▶ _Document text_:
○ ○ ○ ○ ○
[Devel] [PATCH 2/7] tcp: Charge socket buffers into cg memory

Mon Jun 1 08:16:50 PDT 2015

>> @@ -496,9 +496,28 @@ static inline bool mem_cgroup_is_root(struct mem_cgroup *memcg)
>>  	return (memcg == root_mem_cgroup);
>>  }
>>  
>> +void memcg_charge_kmem_bytes(struct mem_cgroup *cg, unsigned long bytes)
> 
> Please name this function memcg_charge_kmem_nofail. And use memcg for
> instances of mem_cgroup, please. The code is already messy, we'd better
> avoid making it even more inconsistent.

:D   OK

>> +{
>> +	struct res_counter *fail_res;
>> +
>> +	/*
>> +	 * FIXME -- strictly speaking, this value should _also_
>> +	 * be charged into kmem counter. But since res_counter_charge
>> +	 * is sub-optimal (takes locks) AND we do not care much
>> +	 * about kmem limits (at least for now) we can just directly
>> +	 * charge into mem counter.
>> +	 */
>> +	res_counter_charge_nofail(&cg->res, bytes, &fail_res);
> 
> You must also charge cg->memsw if do_swap_account is true.
○ ○ ○ ○ ○
▶ _Raw data_:
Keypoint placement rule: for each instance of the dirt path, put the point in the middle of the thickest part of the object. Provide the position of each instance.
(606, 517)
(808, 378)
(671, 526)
○ ○ ○ ○ ○
▶ _What is asked_:
1. Answer these from the patch review:
(a) What name does the reviewer want for the function memcg_charge_kmem_bytes?
(b) What two reasons does the FIXME comment give for charging directly into the mem counter?
(c) What else must be charged if do_swap_account is true?
2. Please carry on the patch review from its last line.

▶ _Answer set_:
1.
(a) memcg_charge_kmem_nofail
(b) res_counter_charge is sub-optimal because it takes locks, and kmem limits are not of much concern, at least for now.
(c) cg->memsw

2.
O_o  Hm, indeed. Charging each counter takes time due to locks. Do you
plan to ... fix this?

> And I don't think charging kmem will make any difference. OTOH not
> charging it may result in mem_cgroup_reparent_charges looping forever.
> 
>> +}
>> +
>> +void memcg_uncharge_kmem_bytes(struct mem_cgroup *cg, unsigned long bytes)
>> +{
>> +	/* FIXME -- uncharge also in kmem counter */
>> +	res_counter_uncharge(&cg->res, bytes);
> 
> You don't check if css reference should be dropped. Please use
> memcg_uncharge_kmem, which does.

By the time network counter hits zero the cgroup is still held by the
socket itself, so what's the point in it?

>> +}
>> +
>>  /* Writing them here to avoid exposing memcg's inner layout */
>>  #if defined(CONFIG_INET) && defined(CONFIG_MEMCG_KMEM)
>> -
> 
> Don't add extra hunks where it is not necessary, please.

:P

>>  void sock_update_memcg(struct sock *sk)
>>  {
>>  	if (mem_cgroup_sockets_enabled) {
>> diff --git a/net/ipv4/tcp.c b/net/ipv4/tcp.c
>> index e641406..8cbf0f5 100644
>> --- a/net/ipv4/tcp.c
>> +++ b/net/ipv4/tcp.c
>> @@ -413,6 +413,11 @@ void tcp_init_sock(struct sock *sk)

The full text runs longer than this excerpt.